_Exercise aim_
Note every line in the entries that contains the string "wide", and copy it.

Saved data entries:
══════

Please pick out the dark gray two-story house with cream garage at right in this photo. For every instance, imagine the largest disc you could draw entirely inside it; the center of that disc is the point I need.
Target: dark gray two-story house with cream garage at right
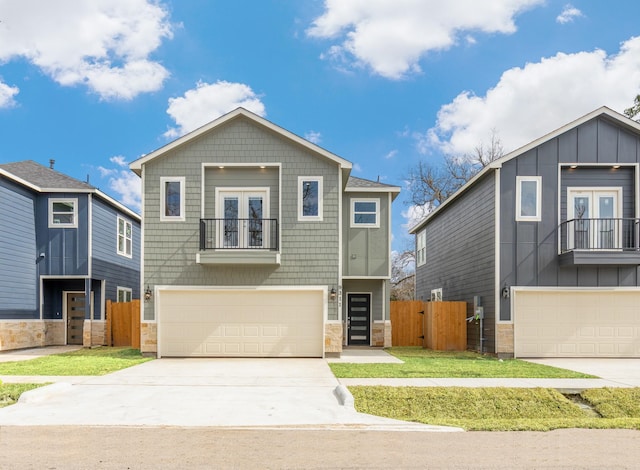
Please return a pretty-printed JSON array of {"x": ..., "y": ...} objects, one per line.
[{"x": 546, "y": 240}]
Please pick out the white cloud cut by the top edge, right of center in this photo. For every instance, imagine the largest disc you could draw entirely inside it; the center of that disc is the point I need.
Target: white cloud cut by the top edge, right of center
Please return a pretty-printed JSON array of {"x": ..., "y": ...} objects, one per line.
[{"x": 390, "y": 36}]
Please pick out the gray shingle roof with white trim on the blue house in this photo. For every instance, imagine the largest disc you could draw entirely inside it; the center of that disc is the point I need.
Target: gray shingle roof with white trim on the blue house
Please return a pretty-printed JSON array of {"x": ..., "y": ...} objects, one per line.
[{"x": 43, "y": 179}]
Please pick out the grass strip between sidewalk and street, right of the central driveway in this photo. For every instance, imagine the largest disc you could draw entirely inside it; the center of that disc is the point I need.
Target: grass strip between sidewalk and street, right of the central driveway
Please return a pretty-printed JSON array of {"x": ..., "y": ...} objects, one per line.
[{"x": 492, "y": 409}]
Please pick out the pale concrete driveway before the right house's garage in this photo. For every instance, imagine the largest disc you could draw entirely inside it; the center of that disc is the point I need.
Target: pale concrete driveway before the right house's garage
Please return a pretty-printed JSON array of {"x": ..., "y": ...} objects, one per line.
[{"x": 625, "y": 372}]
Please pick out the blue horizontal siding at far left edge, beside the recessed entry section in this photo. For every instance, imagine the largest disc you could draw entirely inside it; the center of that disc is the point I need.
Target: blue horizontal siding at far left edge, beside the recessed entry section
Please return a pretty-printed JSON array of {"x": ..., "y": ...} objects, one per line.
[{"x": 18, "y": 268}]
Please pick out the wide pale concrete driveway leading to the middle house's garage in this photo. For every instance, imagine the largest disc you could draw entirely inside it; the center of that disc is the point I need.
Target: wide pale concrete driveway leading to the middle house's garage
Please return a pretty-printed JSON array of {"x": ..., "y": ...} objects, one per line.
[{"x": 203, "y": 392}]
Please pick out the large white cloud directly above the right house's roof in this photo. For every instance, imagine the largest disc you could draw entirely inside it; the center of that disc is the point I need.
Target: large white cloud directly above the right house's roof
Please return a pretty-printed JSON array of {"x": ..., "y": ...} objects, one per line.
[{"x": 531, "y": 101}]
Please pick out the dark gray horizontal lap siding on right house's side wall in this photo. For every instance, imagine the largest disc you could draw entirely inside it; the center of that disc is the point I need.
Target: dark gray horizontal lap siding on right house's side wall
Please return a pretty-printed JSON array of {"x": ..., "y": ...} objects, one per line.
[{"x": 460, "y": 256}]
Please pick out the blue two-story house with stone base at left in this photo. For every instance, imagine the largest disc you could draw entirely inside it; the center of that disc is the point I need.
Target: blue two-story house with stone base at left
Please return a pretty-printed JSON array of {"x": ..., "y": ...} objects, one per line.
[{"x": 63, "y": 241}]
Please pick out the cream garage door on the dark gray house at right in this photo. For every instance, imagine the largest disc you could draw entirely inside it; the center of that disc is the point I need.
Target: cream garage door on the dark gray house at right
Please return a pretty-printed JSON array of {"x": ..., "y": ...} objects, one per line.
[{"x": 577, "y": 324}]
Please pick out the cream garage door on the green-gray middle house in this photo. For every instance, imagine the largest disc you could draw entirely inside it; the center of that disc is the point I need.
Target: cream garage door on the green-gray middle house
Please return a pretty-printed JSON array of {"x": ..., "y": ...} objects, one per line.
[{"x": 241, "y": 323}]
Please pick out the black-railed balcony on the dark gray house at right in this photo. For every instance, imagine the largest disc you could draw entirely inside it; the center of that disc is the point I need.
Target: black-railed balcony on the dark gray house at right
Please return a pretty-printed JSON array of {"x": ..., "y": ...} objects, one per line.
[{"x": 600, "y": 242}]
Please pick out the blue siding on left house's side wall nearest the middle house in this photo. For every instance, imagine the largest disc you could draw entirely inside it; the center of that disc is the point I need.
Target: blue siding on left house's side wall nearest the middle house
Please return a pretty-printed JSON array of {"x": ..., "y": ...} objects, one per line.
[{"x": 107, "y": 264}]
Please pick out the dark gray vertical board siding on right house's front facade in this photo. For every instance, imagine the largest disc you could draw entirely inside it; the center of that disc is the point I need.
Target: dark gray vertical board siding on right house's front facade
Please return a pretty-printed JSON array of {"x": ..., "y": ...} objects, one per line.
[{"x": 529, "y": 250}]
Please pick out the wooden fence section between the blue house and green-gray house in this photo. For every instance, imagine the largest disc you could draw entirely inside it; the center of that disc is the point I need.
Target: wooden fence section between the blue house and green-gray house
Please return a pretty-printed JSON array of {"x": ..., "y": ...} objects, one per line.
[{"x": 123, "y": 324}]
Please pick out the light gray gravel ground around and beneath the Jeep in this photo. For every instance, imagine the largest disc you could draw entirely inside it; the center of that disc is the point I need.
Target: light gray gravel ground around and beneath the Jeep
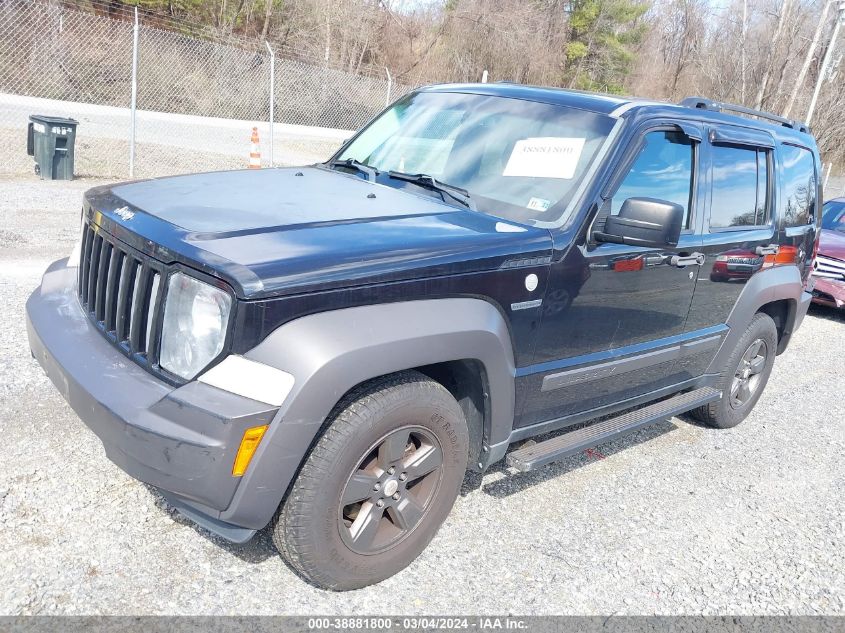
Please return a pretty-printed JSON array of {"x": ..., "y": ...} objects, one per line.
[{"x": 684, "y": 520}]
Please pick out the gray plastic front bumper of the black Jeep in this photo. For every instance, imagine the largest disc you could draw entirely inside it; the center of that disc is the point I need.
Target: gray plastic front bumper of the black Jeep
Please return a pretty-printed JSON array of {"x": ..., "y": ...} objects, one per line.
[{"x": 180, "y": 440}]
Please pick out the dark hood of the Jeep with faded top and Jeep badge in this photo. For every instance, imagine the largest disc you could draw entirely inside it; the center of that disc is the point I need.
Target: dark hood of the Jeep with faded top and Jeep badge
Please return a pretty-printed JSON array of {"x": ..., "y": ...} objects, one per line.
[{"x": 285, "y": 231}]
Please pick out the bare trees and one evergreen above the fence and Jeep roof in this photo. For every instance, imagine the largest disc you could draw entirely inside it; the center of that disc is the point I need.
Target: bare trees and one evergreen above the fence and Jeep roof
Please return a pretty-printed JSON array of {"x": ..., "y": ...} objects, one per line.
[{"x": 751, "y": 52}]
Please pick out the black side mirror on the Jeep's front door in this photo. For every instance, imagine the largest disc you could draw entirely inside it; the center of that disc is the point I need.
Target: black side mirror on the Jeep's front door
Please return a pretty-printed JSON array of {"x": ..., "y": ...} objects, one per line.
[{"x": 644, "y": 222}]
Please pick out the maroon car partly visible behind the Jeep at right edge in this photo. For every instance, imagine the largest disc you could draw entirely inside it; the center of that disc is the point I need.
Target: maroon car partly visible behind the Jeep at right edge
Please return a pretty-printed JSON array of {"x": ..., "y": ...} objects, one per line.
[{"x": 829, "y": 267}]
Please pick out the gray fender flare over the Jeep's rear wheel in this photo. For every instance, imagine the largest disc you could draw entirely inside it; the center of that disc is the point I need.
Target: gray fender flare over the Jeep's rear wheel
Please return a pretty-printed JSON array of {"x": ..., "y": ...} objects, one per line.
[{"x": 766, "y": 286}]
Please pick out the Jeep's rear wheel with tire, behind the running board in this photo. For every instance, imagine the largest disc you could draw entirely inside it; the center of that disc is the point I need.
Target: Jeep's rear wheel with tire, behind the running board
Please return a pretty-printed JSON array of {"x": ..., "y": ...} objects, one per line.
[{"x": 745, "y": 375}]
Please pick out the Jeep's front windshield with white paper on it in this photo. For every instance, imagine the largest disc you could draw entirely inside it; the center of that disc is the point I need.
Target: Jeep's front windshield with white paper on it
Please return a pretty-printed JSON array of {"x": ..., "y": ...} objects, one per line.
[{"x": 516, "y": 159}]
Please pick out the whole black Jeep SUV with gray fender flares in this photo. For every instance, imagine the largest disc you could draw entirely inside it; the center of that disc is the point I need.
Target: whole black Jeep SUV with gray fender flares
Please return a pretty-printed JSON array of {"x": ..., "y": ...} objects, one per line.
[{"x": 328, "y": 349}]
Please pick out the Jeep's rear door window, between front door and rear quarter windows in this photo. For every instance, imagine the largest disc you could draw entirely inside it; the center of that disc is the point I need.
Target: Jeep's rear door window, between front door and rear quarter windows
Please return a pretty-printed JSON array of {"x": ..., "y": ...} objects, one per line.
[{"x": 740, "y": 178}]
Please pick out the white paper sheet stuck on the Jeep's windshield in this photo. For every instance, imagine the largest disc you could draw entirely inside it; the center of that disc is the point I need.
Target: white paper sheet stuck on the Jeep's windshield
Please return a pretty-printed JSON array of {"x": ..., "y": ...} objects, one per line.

══════

_Exercise solution_
Please pick out the wide pale concrete driveway leading to the middle house's garage in this photo. For every instance, imagine the largest disc you could draw entirely inside it; the center of that disc is the point I need.
Target: wide pale concrete driveway leading to the middle house's garage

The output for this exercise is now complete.